This week is a big week for us in the NHS and probably one of the most significant in the services’ transformational journey. Tomorrow will see the publication of the long-awaited Francis report, which will not only force us to come face-to-face with the reality of when things go wrong in hospital care, but its recommendations will also provide us with a blueprint of a much better future of care for our patients.
In anticipation, I’ve been giving a lot of thought to an issue that we’re expecting to feature heavily in the report: the need to embed the patient voice in service improvement and redesign.
‘Listening to the patient voice’ has been covered in previous reports into Mid Staffordshire and has now become an important (and statutory) facet of service improvement activity in NHS organisations.
The reasons for this are simple: [highlight]everything about a service – from the way the phone is answered, and the way GP examinations are carried out, to the way the nurses explain what’s happening – impacts on what the patient thinks and feels during their time with us.[/highlight] Through genuine and on-going engagement, leaders have invaluable opportunity to listen, learn and develop services that are truly responsive to patient needs.

_PROBLEMS TO WORK ON_
A. According to the NHS post, what report was due to be published the following day?
B. Please rewrite the NHS post starting with "The reasons for" and going on through "to patient needs.", putting "midwives" in place of "nurses".
This material has no connection to the NHS post.

_SUPPLIED ENTRIES_
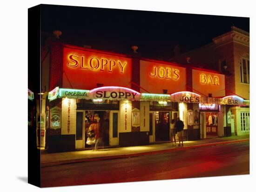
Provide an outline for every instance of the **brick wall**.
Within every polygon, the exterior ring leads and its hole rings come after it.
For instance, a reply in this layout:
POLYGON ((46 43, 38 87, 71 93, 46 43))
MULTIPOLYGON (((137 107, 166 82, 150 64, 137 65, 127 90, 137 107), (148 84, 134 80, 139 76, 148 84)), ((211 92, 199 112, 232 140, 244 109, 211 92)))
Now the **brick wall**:
POLYGON ((63 47, 61 44, 53 44, 50 47, 49 90, 61 87, 63 75, 63 47))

_YOUR WRITTEN ANSWERS_
A. The long-awaited Francis report.

B.
The reasons for this are simple: [highlight]everything about a service – from the way the phone is answered, and the way GP examinations are carried out, to the way the midwives explain what’s happening – impacts on what the patient thinks and feels during their time with us.[/highlight] Through genuine and on-going engagement, leaders have invaluable opportunity to listen, learn and develop services that are truly responsive to patient needs.